SHORT EXERCISE 1:
Please translate this sentence from the West Randolph Street article into Spanish: "At 564 W Randolph, CH Distillery and Jōtō Sushi operate as a combined concept, a bar sharing a roof with a sushi counter."
SHORT EXERCISE 2:
In the West Randolph Street article, what address do CH Distillery and Jōtō Sushi share?
SHORT EXERCISE 3:
Go on with the article on West Randolph Street from its last sentence.

-- Begin PASSAGE SHOWN --

West Randolph Street and the Art of the Two-Concept Address

West Randolph Street has spent the better part of two decades accumulating serious dining weight. The corridor running from the Loop's western edge into Fulton Market now contains some of Chicago's most discussed restaurant addresses, and the pattern that defines it is density: multiple serious operators within a few blocks, each occupying a specific position in the city's dining hierarchy. At 564 W Randolph, CH Distillery and Jōtō Sushi operate as a combined concept, a bar sharing a roof with a sushi counter. That pairing is less unusual in a city like Tokyo or New York, where dual-concept formats have proliferated at the premium end of the market, but in Chicago it remains a relatively distinct format, particularly when the spirits side involves genuine in-house production rather than a curated bar program.

-- End PASSAGE SHOWN --
-- Begin SUPPLIED MATERIAL --

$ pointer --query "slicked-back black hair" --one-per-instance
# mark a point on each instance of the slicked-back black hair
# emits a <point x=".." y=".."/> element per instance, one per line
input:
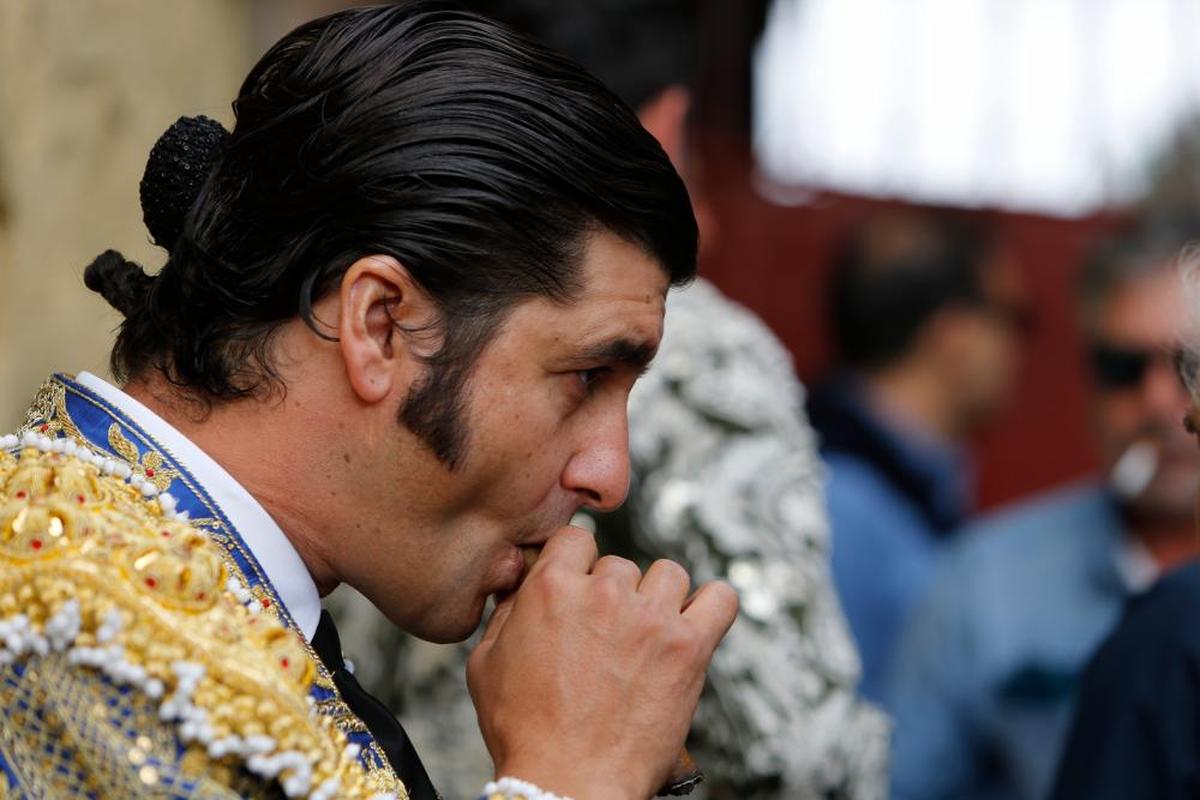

-- End SUPPLIED MATERIAL --

OUTPUT 1:
En el 564 de W Randolph, CH Distillery y Jōtō Sushi funcionan como un concepto combinado: un bar que comparte techo con una barra de sushi.

OUTPUT 2:
564 W Randolph.

OUTPUT 3:
The logic of the pairing matters more than its novelty. Craft distilleries that operate their own bars have a structural advantage in drink programming: the spirit selection can be built around what the house actually makes, rather than assembled from a distributor catalogue. Set that alongside an omakase-adjacent sushi counter, where the kitchen controls the pace and the guest follows a set sequence, and you have two operations that share a similar philosophy about pacing and host authority. The meal moves when the counter is ready; the drink is what the house made.

The Ritual of the Counter: How Omakase Dining Works on Randolph

Counter sushi in Chicago occupies a narrower market position than in the coasts. The city has a smaller pool of high-end omakase seats than New York or Los Angeles, which means the few counters that operate at the upper tier of the format carry disproportionate significance for visitors tracking Japanese dining outside the major coastal markets. Jōtō Sushi, sharing space with CH Distillery's distilling and cocktail operation, positions itself within that compact scene.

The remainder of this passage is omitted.